Goal of the exercise. Extract all of the data and reproduce it precisely.

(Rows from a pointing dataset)
──────────

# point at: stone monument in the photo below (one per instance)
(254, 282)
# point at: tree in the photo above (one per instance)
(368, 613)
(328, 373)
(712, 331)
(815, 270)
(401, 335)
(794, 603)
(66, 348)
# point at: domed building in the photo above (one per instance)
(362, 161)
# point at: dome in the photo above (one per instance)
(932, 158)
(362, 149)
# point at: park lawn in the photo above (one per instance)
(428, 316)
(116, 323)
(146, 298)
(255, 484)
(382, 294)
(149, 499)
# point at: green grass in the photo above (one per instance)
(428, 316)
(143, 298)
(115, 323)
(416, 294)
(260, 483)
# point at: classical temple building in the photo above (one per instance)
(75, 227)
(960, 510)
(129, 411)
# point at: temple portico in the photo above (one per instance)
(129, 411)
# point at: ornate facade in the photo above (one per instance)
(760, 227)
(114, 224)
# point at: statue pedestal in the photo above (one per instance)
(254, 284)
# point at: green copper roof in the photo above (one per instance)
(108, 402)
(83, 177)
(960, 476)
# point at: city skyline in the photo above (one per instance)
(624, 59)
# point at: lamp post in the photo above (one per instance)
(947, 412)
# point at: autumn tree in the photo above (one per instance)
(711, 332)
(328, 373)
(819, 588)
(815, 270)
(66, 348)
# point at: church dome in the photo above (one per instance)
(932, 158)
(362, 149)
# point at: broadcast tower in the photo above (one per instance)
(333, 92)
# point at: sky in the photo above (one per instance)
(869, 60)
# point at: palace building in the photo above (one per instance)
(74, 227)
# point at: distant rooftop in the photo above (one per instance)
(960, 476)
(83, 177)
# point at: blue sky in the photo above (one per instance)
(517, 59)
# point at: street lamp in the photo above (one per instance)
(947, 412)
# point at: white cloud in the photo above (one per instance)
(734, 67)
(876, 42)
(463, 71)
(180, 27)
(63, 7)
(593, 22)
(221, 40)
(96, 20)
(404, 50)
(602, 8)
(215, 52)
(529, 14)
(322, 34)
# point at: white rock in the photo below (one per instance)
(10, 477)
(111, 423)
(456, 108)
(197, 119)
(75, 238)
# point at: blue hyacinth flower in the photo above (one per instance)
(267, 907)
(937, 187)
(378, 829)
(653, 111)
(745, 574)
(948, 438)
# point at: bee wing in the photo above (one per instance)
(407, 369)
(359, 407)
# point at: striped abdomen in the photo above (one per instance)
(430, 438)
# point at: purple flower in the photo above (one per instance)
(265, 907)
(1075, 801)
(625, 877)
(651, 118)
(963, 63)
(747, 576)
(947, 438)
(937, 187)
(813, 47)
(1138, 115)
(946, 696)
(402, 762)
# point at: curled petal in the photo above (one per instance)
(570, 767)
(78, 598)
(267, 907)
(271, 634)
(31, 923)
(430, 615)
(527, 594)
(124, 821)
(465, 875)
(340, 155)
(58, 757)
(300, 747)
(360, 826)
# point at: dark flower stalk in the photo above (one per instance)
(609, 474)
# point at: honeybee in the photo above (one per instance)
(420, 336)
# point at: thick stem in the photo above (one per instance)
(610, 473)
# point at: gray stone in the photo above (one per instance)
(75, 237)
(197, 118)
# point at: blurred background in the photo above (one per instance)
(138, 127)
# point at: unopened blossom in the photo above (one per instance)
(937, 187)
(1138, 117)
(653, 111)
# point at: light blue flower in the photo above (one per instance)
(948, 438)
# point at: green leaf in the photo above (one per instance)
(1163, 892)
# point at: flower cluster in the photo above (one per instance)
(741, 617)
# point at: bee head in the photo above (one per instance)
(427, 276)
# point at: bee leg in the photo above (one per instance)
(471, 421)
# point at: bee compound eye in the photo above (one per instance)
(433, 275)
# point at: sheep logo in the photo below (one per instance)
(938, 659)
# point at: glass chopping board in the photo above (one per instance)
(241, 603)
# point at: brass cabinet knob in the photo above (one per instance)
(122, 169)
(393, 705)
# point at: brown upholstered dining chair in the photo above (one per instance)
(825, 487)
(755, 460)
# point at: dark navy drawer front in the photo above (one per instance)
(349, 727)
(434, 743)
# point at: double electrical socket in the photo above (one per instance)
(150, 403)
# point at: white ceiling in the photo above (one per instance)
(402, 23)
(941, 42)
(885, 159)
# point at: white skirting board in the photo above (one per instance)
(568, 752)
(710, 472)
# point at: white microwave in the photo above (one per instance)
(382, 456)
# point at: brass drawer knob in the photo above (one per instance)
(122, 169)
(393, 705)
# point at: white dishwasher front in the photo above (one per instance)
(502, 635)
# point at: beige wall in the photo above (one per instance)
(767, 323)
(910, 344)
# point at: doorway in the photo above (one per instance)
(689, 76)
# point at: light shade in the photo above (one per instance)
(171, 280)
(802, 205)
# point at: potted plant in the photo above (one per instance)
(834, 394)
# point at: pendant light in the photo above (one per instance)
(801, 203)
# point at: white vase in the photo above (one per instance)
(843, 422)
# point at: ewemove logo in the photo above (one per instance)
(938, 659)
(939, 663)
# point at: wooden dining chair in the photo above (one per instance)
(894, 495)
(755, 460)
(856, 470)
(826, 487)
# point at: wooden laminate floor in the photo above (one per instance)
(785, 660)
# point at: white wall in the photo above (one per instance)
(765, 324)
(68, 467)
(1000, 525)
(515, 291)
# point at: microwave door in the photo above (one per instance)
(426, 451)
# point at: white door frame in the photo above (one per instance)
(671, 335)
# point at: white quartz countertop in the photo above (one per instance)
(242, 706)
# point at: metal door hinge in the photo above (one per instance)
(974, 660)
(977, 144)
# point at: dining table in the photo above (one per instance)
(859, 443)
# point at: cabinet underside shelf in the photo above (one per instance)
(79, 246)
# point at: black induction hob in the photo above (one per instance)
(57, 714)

──────────

Result.
# point at: stone monument in the photo below (one per instance)
(254, 282)
# point at: tree in the photo above (one per instance)
(368, 613)
(328, 373)
(712, 331)
(815, 270)
(401, 335)
(794, 603)
(66, 348)
# point at: domed building in the photo above (one per instance)
(362, 161)
# point at: dome in the photo above (one per instance)
(932, 158)
(362, 149)
# point at: park lawn in the photo above (one per instance)
(428, 316)
(116, 323)
(146, 298)
(255, 484)
(382, 294)
(149, 499)
# point at: green grass in the photo above (one per instance)
(428, 316)
(143, 298)
(115, 323)
(416, 294)
(260, 483)
# point at: classical temple building in the photo above (one per instance)
(75, 227)
(960, 510)
(129, 411)
# point at: temple portico in the photo above (one per instance)
(129, 411)
# point at: ornate facade in the photo above (one per instance)
(760, 227)
(114, 224)
# point at: statue pedestal in the photo above (one per instance)
(254, 284)
# point at: green copper roof in the photo above (one per instance)
(108, 402)
(83, 177)
(960, 476)
# point at: city skyline in the photo above (one per instance)
(624, 59)
# point at: lamp post in the photo above (one per instance)
(947, 412)
# point at: autumn tree in the photo above (one per instance)
(711, 332)
(328, 373)
(819, 588)
(815, 270)
(66, 348)
# point at: church dome in the photo above (one per instance)
(932, 158)
(362, 149)
# point at: broadcast tower in the photo above (one per instance)
(333, 92)
# point at: sky in the photo above (one per instance)
(869, 60)
# point at: palace building in the photo above (one per instance)
(74, 227)
# point at: distant rooftop in the photo above (one per instance)
(960, 476)
(83, 177)
# point at: blue sky in the photo above (one per instance)
(517, 59)
# point at: street lamp in the photo above (one per instance)
(947, 412)
# point at: white cloud in the photo above (one per instance)
(734, 67)
(876, 42)
(463, 71)
(180, 27)
(63, 7)
(593, 22)
(221, 40)
(96, 20)
(404, 50)
(602, 8)
(215, 52)
(529, 14)
(322, 34)
# point at: white rock in the photo below (one per instance)
(10, 477)
(111, 423)
(456, 108)
(197, 119)
(75, 238)
# point at: blue hyacinth flower in the photo above (one per instance)
(267, 907)
(937, 187)
(378, 829)
(653, 111)
(745, 574)
(948, 438)
# point at: bee wing in the photo above (one per instance)
(407, 369)
(359, 407)
# point at: striped abdomen in the photo above (one per instance)
(430, 438)
# point at: purple flower in the photo above (one per instance)
(265, 907)
(1075, 801)
(625, 877)
(651, 118)
(963, 63)
(747, 576)
(947, 438)
(937, 187)
(813, 47)
(1138, 115)
(946, 696)
(402, 762)
# point at: curled petal in the photo above (one per instance)
(570, 767)
(78, 598)
(267, 907)
(271, 634)
(31, 923)
(430, 615)
(527, 594)
(124, 821)
(465, 875)
(340, 155)
(58, 757)
(300, 747)
(360, 826)
# point at: dark flower stalk in the photo above (one per instance)
(609, 474)
# point at: honeybee in the photo above (one per instance)
(420, 336)
# point at: thick stem in the photo above (one per instance)
(610, 473)
# point at: gray stone in the photo above (one per instance)
(75, 237)
(197, 118)
# point at: blurred background in the photo above (one per instance)
(138, 127)
# point at: unopened blossom in the photo above (one per instance)
(937, 187)
(1138, 117)
(653, 111)
# point at: light blue flower in the photo above (one per instance)
(948, 438)
# point at: green leaf in the photo above (one per instance)
(1163, 892)
# point at: flower cluster in the photo above (one per instance)
(741, 617)
# point at: bee head in the photo above (one per instance)
(427, 276)
# point at: bee leg in the photo above (one per instance)
(471, 421)
# point at: bee compound eye in the photo above (one per instance)
(433, 275)
# point at: sheep logo in the photo below (one per instance)
(938, 659)
# point at: glass chopping board in the photo above (one per instance)
(241, 603)
# point at: brass cabinet knob in the photo above (one per instance)
(122, 169)
(393, 705)
# point at: brown upholstered dining chair in the photo above (one per instance)
(825, 487)
(755, 460)
# point at: dark navy drawer front in the photo above (one per instance)
(349, 727)
(434, 743)
# point at: double electrical socket in the photo above (one per instance)
(150, 403)
# point at: white ceiling in the photo above (one per instance)
(402, 23)
(941, 42)
(885, 159)
# point at: white skirting board in the photo above (one per instance)
(568, 752)
(710, 472)
# point at: white microwave in the photo above (one per instance)
(382, 456)
# point at: brass drawer knob in the photo above (one per instance)
(122, 169)
(393, 705)
# point at: white dishwasher front in the photo above (one per instance)
(502, 635)
# point at: beige wall in the photo above (one per instance)
(767, 323)
(910, 344)
# point at: doorway in the photo above (one per instance)
(689, 76)
# point at: light shade in the photo above (one per instance)
(171, 280)
(802, 205)
# point at: potted plant in the photo above (one per instance)
(834, 394)
# point at: pendant light in the photo above (one per instance)
(801, 203)
# point at: white vase in the photo above (one per instance)
(843, 422)
# point at: ewemove logo in the photo above (one per instance)
(938, 659)
(939, 663)
# point at: wooden dining chair in the photo above (one per instance)
(894, 495)
(755, 460)
(856, 470)
(826, 487)
# point at: wooden laminate floor in the photo above (one per instance)
(785, 660)
# point at: white wall in the photo above (one per instance)
(765, 324)
(68, 467)
(1000, 525)
(515, 291)
# point at: microwave door in the photo above (one per instance)
(426, 451)
# point at: white door frame in the photo above (one per instance)
(671, 335)
# point at: white quartz countertop in the photo above (one per instance)
(242, 706)
# point at: metal door hinge in the photo above (one per instance)
(974, 660)
(977, 144)
# point at: dining table in the photo above (one per instance)
(859, 443)
# point at: cabinet underside shelf in the photo above (one per instance)
(79, 246)
# point at: black induction hob in the photo above (one per instance)
(57, 714)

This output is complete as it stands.